(WHAT YOU SHOULD DO): Reproduce each line of the material exactly, minus any picture.

[Records of labeled points]
━━━━

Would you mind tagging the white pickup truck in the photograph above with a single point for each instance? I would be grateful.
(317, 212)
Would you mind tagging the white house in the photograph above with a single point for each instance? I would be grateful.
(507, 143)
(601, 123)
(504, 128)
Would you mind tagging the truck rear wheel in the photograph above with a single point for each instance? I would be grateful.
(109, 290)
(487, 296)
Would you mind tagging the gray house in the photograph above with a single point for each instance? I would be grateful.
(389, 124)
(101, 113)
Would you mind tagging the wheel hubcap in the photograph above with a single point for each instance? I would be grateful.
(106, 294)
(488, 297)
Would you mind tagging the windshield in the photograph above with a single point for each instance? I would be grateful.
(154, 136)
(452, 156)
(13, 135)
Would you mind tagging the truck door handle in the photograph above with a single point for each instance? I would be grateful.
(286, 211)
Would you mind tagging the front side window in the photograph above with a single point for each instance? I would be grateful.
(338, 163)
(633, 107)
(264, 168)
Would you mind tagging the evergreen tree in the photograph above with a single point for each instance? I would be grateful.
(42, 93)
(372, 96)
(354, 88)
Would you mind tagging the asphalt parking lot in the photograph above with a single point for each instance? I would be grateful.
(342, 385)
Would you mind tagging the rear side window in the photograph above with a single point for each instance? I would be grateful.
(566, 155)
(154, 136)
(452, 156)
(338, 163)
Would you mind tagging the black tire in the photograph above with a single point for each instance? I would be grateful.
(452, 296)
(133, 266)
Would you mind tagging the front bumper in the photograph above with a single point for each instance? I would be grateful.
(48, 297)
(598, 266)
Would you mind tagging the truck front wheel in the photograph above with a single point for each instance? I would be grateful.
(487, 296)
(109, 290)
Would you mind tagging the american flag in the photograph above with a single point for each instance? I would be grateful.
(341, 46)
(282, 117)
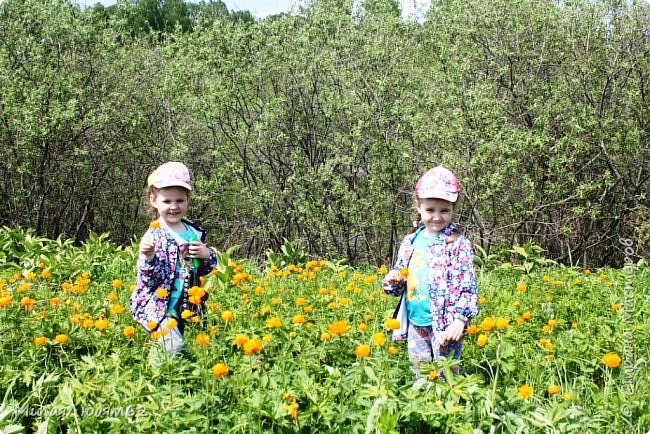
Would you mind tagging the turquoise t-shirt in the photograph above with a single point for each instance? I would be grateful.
(177, 291)
(417, 283)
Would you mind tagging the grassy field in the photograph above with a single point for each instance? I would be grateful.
(300, 345)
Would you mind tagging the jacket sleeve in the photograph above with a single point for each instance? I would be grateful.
(463, 280)
(403, 255)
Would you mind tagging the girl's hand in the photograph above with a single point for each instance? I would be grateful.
(393, 277)
(147, 247)
(198, 250)
(455, 330)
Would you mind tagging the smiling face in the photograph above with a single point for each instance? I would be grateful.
(171, 203)
(436, 214)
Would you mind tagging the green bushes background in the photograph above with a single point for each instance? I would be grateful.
(315, 126)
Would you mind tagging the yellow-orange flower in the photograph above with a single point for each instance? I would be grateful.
(227, 316)
(116, 309)
(378, 339)
(220, 370)
(525, 391)
(611, 360)
(362, 351)
(101, 324)
(27, 302)
(392, 324)
(253, 346)
(128, 331)
(338, 328)
(488, 324)
(553, 389)
(202, 340)
(240, 340)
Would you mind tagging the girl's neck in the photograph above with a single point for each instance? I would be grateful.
(179, 227)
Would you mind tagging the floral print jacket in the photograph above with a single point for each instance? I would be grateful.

━━━━

(SOLUTION TO THIS TASK):
Would you mind tagging the white pickup truck in the photograph above with a single point for each instance? I would be grateful.
(317, 212)
Would you mind tagging the white house in the photograph above with a single point for each instance? I would be grateful.
(507, 143)
(601, 123)
(504, 128)
Would you mind tagging the truck rear wheel in the photograph above with a single point for each instance? I would be grateful.
(109, 290)
(487, 296)
Would you mind tagging the gray house in the photograph above with a single point for each instance? I would be grateful.
(389, 124)
(101, 113)
Would you mind tagging the wheel hubcap in the photograph above with a single point for each instance? I would be grateful.
(106, 294)
(488, 297)
Would you mind tagging the windshield in the photograph above with a single point for each instance? I would be grateful.
(154, 136)
(452, 156)
(13, 135)
Would you mind tagging the truck door handle in the photograph above with a single point for each instance? I would be grateful.
(286, 211)
Would you mind tagging the front side window in the photograph above with a single point for each instance? I would be grateful.
(338, 163)
(633, 107)
(264, 168)
Would you mind tagging the evergreen tree in the photograph above with a single point for each instance? I would be grateful.
(42, 93)
(372, 96)
(354, 88)
Would you mind tagging the asphalt parking lot in the photograph above with a single point for each instance? I would be grateful.
(342, 385)
Would you mind tagging the rear side window in the photograph above with a single point for each instance? I would be grateful.
(566, 155)
(154, 136)
(452, 156)
(338, 163)
Would you mind tagging the black tire in the photograph above with a single point for each instance? I would be grateful.
(452, 296)
(133, 266)
Would you mind tagging the front bumper in the photograph above with a single point for each instance? I would be grateful.
(48, 297)
(598, 266)
Would you mind tagging the truck front wheel in the photograph above with a single point for each instance? I would be grateful.
(487, 296)
(109, 290)
Would you mind tagging the american flag in the photograph above with a single point for each instance? I would be grateful.
(341, 46)
(282, 117)
Would you mind tagging the turquoise t-shirt in the photograph above with a single point for each instance? I would be grateful.
(177, 291)
(417, 283)
Would you mind tagging the grassy field in the photograph above with a single point for each instance? I would be grateful.
(300, 345)
Would you mind tagging the jacket sleeve in the photograph above with a single point for each instance? I would be grateful.
(463, 280)
(403, 255)
Would you mind tagging the girl's hand in the photograph above with a single point for each instance? I would be grateful.
(393, 277)
(147, 247)
(198, 250)
(455, 330)
Would you mind tagging the smiling face in the photograph above with a single point for each instance? I would be grateful.
(171, 203)
(436, 214)
Would you mind tagging the green bushes background in the photograph above with a single point for each instance? I would be grateful.
(315, 126)
Would you mind tagging the yellow-orange flower in the photograph above with a single point for each instance? I would be grateful.
(227, 316)
(116, 309)
(378, 339)
(220, 370)
(525, 391)
(611, 360)
(362, 351)
(101, 324)
(27, 302)
(392, 324)
(253, 346)
(128, 331)
(338, 328)
(488, 324)
(553, 389)
(202, 340)
(240, 340)
Would you mind tagging the girl's neck in the photograph above with a single point for each instance? I would be grateful.
(179, 227)
Would you mind tagging the floral print jacket in the photograph above with a single point for each instance? I would be grateful.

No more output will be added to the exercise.